The purpose of this lesson is to demonstrate how to use a spreadsheet to import or record your data, organize your data, clean your data, and then export you data for use in another software program (such as R). In order to do all this, it is important to understand that computers are very literal. We have to tell the computer exactly how to interpret and read our data, or it won’t be able to use that data to produce reliable results.
This is why it’s extremely important to set up well-formatted tables from the outset- before you even start entering data from your very first preliminary experiment. Data organization is the foundation of your research project. Formatting will make it easier or harder to work with your data throughout your analysis, so it’s worth thinking about when you’re doing your data entry or setting up your experiment. You can set things up in a different way in spreadsheets, but it limits your ability to work with the data in other programs or have the you-of-6-months-from-now or your collaborator work with the data.
There are two rules you should keep in mind when entering your data into any spreadsheet:
Each data cell is an observation that must have all the relevant information connected to it for it to stand on its own.
You must make it clear to the computer how the data cells relate to the relevant information and each other.
For instance we have data from the Sydney museum on all the objects in its collection. They keep track of things like the object’s name, registration ID, provenance, and size.
http://www.powerhousemuseum.com/collection/database/download.php
If they were to store the data about the object’s size like this
they’d have a problem. One problem here is that three dimensions (height, width, and length) are all in the same column). If we wanted to search for an object with a certain height, we would have difficulty doing this. Instead, each measurement or dimentsion should be in its own column.

> **Data segment**
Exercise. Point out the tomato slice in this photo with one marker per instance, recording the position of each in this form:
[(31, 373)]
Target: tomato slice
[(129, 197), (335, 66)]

> **Your tasks**
- 1) In the spreadsheet lesson, what kinds of information does the Sydney museum keep track of for the objects in its collection?
- 2) Carry on the spreadsheet lesson from the point where it stops.
The listing is separate material and is not part of the spreadsheet lesson.

> **Results of the exercise**
- 1) The museum keeps track of each object's name, registration ID, provenance, and size.

- 2)
The rule of thumb, when setting up a datasheet, is columns = variables, rows = observations, and cells = data or values.
One strong reason for this given our need to be able to export this data to other programs is that most programs that work with data expect each line to be an observation with a consistent format that will allow it to access the recorded variables by the order they are in.
Therefore, instead of the consolidated example above, we should have the separated example below:
This will make it easy for a computer to do something find all objects with a height greater than 1000 because all the heights are separate from the other dimensions within each row.
You have just taken over as the new curator and the museum director is leading an initiative to give the museum an online presence. To support this you’ll need to be able to export data to other programs. The past two curators each logged their data using their own formats and practices. Clean-up the sample data set to support this initiative.
After you go through this exercise, we’ll discuss as a group what you think was wrong with this data organization and how you fixed it.